** PAGE TEXT follows **

Participants in the ‘above average’ feedback group were told they had spent 28.7% of their total sleep time in REM. Participants in the ‘below average’ feedback group were told they had spent only 16.2% of their time in REM sleep. The researchers were able to predict the participant’s scores in a cognitive test, designed to assess working memory and word association capabilities, based on whether they were in the above average, or the below-average fake feedback group. These findings demonstrated that the participant’s mindset concerning whether they had experienced above or below average proportions of REM sleep influenced their performance in both positive and negative directions, regardless of the real amount of REM sleep.

Inaccurate Feedback About Sleep Efficiency Influences Sleepiness & Performance

In 2018, a study investigated the role of false feedback with wearable devices5. The authors of the study paper recruited a group of participants who all suffered clinically significant insomnia. Following a baseline assessment, participants were assigned to one of two groups. Both groups were issued with wearable sleep-tracking devices, featuring a touchscreen display which could provide feedback about the previous night’s sleep efficiency. The devices were programmed to provide false feedback to both groups, regardless of actual sleep efficiency, but one group received positive feedback, while the other group received negative feedback.

** End of PAGE TEXT **

## AIM OF THE EXERCISE
Write out the sleep feedback text word for word, everything from "In 2018, a study" down to "received negative feedback.".

** DATA follows **

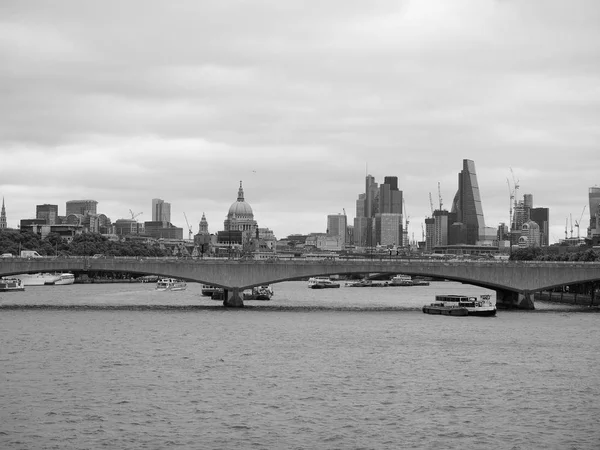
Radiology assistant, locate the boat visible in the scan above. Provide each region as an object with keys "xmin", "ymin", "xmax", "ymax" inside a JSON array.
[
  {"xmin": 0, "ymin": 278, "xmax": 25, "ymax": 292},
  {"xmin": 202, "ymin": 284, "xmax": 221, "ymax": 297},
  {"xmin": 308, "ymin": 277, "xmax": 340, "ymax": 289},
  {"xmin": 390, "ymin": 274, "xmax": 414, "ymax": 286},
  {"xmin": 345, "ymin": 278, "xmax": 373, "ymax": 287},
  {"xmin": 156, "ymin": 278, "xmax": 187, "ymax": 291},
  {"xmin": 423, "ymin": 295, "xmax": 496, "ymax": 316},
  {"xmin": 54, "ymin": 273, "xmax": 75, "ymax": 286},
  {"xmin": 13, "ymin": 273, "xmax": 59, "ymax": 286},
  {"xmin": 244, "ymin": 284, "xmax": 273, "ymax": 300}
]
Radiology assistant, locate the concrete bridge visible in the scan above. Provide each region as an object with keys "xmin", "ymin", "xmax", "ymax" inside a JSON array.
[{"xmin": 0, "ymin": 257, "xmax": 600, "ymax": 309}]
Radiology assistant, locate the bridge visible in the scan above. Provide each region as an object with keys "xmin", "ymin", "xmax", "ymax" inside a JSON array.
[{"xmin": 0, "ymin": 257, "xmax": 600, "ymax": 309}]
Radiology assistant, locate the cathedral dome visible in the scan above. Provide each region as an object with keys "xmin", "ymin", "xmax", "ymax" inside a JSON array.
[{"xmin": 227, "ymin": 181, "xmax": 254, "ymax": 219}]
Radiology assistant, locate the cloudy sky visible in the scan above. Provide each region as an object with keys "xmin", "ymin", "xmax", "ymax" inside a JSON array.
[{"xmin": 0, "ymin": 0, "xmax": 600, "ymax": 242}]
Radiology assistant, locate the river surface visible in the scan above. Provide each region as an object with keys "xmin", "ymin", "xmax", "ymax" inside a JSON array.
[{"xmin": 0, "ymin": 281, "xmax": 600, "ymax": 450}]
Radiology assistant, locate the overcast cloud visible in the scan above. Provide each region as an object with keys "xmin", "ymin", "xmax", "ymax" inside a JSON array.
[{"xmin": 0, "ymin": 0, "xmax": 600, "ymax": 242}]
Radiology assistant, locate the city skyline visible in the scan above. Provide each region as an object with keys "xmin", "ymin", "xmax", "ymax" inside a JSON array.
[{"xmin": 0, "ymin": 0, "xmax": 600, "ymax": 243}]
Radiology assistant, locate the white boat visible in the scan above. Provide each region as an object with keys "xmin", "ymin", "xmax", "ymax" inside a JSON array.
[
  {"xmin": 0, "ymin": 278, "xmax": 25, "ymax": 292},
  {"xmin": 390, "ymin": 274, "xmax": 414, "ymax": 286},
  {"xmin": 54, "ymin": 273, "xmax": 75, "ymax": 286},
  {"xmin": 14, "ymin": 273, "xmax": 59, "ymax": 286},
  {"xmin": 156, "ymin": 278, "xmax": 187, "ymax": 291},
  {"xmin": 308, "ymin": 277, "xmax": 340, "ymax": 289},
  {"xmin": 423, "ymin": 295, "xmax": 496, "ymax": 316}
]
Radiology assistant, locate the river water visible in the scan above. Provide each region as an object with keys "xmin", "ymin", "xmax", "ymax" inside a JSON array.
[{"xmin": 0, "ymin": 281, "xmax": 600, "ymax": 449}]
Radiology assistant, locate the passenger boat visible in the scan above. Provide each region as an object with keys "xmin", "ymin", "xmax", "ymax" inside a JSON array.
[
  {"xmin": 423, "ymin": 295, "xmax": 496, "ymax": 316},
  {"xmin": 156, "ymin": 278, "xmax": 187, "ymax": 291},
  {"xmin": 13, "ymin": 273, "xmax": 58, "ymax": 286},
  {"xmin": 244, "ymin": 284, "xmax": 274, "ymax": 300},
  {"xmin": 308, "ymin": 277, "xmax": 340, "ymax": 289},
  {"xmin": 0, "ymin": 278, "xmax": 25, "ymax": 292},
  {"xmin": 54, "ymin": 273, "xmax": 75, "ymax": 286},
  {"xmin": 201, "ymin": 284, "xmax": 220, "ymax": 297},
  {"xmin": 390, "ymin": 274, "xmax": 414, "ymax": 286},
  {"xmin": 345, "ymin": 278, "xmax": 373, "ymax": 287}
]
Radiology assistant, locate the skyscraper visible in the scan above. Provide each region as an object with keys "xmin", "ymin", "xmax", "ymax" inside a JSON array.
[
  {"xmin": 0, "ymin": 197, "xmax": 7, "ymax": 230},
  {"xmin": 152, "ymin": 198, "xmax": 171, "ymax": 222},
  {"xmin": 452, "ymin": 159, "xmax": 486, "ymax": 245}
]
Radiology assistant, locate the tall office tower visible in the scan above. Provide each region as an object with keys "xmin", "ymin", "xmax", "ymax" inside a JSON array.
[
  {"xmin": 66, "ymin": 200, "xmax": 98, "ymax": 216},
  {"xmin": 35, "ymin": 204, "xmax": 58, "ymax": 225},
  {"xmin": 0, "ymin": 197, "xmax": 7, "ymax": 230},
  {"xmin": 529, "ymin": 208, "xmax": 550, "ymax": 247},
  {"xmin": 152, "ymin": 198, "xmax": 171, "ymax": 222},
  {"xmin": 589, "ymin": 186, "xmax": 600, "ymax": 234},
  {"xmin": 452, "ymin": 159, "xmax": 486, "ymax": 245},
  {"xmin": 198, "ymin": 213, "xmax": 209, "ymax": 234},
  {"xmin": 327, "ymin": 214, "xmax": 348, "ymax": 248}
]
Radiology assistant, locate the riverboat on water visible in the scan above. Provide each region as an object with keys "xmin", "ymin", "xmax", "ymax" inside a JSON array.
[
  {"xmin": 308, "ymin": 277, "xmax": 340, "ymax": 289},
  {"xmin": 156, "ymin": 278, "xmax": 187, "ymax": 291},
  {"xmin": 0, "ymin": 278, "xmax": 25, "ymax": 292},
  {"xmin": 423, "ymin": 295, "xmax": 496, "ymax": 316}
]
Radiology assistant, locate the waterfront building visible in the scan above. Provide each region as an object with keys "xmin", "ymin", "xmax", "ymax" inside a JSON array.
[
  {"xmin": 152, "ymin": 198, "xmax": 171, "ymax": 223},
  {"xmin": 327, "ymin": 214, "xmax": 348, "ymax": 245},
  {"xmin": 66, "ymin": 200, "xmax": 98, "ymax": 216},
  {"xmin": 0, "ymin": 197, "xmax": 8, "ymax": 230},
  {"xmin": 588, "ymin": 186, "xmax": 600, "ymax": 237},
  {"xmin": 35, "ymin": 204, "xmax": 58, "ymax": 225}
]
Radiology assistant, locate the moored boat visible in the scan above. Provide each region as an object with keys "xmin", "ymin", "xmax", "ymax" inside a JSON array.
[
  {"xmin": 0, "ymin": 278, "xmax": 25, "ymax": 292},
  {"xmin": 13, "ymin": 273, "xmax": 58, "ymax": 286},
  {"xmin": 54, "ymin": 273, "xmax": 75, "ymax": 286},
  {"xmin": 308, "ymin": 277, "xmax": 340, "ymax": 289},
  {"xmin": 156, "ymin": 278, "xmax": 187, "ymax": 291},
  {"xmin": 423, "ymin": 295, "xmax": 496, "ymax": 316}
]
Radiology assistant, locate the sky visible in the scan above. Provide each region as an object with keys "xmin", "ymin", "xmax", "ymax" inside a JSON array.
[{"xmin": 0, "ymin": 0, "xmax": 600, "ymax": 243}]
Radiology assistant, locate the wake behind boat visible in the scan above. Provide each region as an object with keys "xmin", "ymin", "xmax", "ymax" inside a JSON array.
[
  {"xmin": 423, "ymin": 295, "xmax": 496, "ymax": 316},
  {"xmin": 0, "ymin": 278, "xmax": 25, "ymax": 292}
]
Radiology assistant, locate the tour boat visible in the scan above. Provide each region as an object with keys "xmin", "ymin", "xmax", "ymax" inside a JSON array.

** End of DATA **

## COMPLETED EXERCISE
In 2018, a study investigated the role of false feedback with wearable devices5. The authors of the study paper recruited a group of participants who all suffered clinically significant insomnia. Following a baseline assessment, participants were assigned to one of two groups. Both groups were issued with wearable sleep-tracking devices, featuring a touchscreen display which could provide feedback about the previous night’s sleep efficiency. The devices were programmed to provide false feedback to both groups, regardless of actual sleep efficiency, but one group received positive feedback, while the other group received negative feedback.